# [Data]
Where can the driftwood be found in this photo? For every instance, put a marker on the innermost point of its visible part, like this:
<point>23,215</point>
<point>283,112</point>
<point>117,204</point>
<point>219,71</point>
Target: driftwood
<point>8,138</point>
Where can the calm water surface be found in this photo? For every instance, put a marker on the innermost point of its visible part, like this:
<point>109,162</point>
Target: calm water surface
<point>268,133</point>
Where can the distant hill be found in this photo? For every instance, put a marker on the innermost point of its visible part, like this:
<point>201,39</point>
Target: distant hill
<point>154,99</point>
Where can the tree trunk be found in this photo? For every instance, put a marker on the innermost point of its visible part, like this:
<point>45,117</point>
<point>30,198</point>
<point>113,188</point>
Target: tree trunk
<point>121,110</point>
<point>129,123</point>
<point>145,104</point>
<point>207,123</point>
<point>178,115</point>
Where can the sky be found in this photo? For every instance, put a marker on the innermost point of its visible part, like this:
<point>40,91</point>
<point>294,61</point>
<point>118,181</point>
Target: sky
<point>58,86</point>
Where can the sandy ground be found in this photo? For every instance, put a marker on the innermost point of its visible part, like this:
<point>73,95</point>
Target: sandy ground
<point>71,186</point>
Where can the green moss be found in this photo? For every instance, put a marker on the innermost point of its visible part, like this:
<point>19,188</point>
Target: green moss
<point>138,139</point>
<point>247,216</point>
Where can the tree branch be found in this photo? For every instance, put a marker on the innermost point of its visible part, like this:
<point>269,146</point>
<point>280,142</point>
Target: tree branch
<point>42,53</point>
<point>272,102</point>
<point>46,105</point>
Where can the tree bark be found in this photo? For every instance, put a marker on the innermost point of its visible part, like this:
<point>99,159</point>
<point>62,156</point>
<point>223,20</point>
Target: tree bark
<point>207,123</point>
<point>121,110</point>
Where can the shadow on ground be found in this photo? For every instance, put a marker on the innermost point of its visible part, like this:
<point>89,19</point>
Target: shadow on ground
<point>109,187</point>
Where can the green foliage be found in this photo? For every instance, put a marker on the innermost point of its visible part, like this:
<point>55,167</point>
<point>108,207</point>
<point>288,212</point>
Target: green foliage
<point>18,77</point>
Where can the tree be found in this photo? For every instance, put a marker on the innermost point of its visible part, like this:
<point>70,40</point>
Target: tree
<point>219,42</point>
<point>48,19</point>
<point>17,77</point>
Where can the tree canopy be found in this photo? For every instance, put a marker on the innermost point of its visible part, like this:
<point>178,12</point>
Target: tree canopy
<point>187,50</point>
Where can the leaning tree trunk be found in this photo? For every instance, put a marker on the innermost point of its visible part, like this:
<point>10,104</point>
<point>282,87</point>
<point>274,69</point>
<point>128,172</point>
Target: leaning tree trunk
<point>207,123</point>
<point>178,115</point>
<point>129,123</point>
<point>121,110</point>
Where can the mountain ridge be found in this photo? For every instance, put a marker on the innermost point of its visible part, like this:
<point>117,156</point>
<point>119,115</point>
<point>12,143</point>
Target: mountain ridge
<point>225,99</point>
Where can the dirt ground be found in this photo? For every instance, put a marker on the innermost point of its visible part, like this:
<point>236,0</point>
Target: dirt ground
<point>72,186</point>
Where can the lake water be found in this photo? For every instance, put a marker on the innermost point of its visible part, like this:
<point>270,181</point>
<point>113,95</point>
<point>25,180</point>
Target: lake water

# [Directions for this task]
What you should produce is an exact restatement of all the material.

# [Output of the task]
Where can the driftwood be found in this photo? For every instance, put a marker on the innermost point of its visible part, like this:
<point>23,215</point>
<point>283,112</point>
<point>117,204</point>
<point>219,71</point>
Target: driftwood
<point>8,138</point>
Where can the calm water surface be found in this photo? For every instance, put a marker on the innermost point of its visible part, like this:
<point>109,162</point>
Target: calm water surface
<point>268,133</point>
Where can the distant hill be found in this photo? For every instance, put a marker on the innermost point of its visible part, like this:
<point>201,39</point>
Target: distant hill
<point>154,99</point>
Where can the tree trunk be found in this photo? For every instance, put a marker on the innermost point of its visible part, like this:
<point>45,117</point>
<point>30,198</point>
<point>113,188</point>
Target: tree trunk
<point>121,110</point>
<point>129,123</point>
<point>145,104</point>
<point>207,123</point>
<point>178,115</point>
Where can the sky be found in this photo? For every instance, put a marker on the innermost point of its visible part, like this:
<point>40,91</point>
<point>294,61</point>
<point>118,181</point>
Target: sky
<point>58,86</point>
Where can the sandy ground be found in this photo? For every instance, put a marker on the innermost point of its visible part, like this:
<point>73,95</point>
Target: sandy ground
<point>71,186</point>
Where can the green moss be found in this photo? For every instance, put a marker on the innermost point of its visible part, like this:
<point>19,188</point>
Target: green moss
<point>138,139</point>
<point>247,216</point>
Where can the tree branch be found in this photo? For every instance, put a marker on the innermost point of its visible part, like this:
<point>269,146</point>
<point>280,142</point>
Target: tree branch
<point>42,53</point>
<point>272,102</point>
<point>46,105</point>
Where can the tree bark be found in this photo? For every instance, put a marker on the innermost point of its visible part, like this:
<point>99,159</point>
<point>62,156</point>
<point>223,20</point>
Target: tree bark
<point>207,123</point>
<point>121,110</point>
Where can the shadow on ground be found in this photo? For every instance, put a marker on the innermost point of its visible part, like this:
<point>89,19</point>
Target: shadow on ground
<point>109,187</point>
Where can the green foliage be found in this photo? For every instance, put a marker on the innermost point of its visible part, like this:
<point>55,167</point>
<point>108,207</point>
<point>288,212</point>
Target: green foliage
<point>18,77</point>
Where can the tree be found in this photo? For every instance, put a marker on the innermost point of its visible part, like this:
<point>70,40</point>
Target: tree
<point>219,42</point>
<point>48,19</point>
<point>17,77</point>
Where can the tree canopy be found in this photo? For every instance, put a marker on the innermost point of its visible part, like this:
<point>178,12</point>
Target: tree canopy
<point>187,50</point>
Where can the leaning tree trunk be found in this photo? For every instance, put a marker on the innermost point of its visible part, like this:
<point>10,104</point>
<point>282,87</point>
<point>274,69</point>
<point>128,172</point>
Target: leaning tree trunk
<point>207,123</point>
<point>178,115</point>
<point>129,123</point>
<point>121,110</point>
Where can the mountain ridge be found in this photo? For every instance, put a marker on the innermost point of its visible part, like this:
<point>117,156</point>
<point>119,115</point>
<point>12,143</point>
Target: mountain ridge
<point>225,99</point>
Where can the dirt ground be found in this photo? For every instance, put a marker on the innermost point of its visible part, like this:
<point>236,0</point>
Target: dirt ground
<point>72,186</point>
Where can the lake water be found in this photo? For every instance, put a marker on the innermost point of its visible part, like this:
<point>270,181</point>
<point>113,95</point>
<point>25,180</point>
Target: lake water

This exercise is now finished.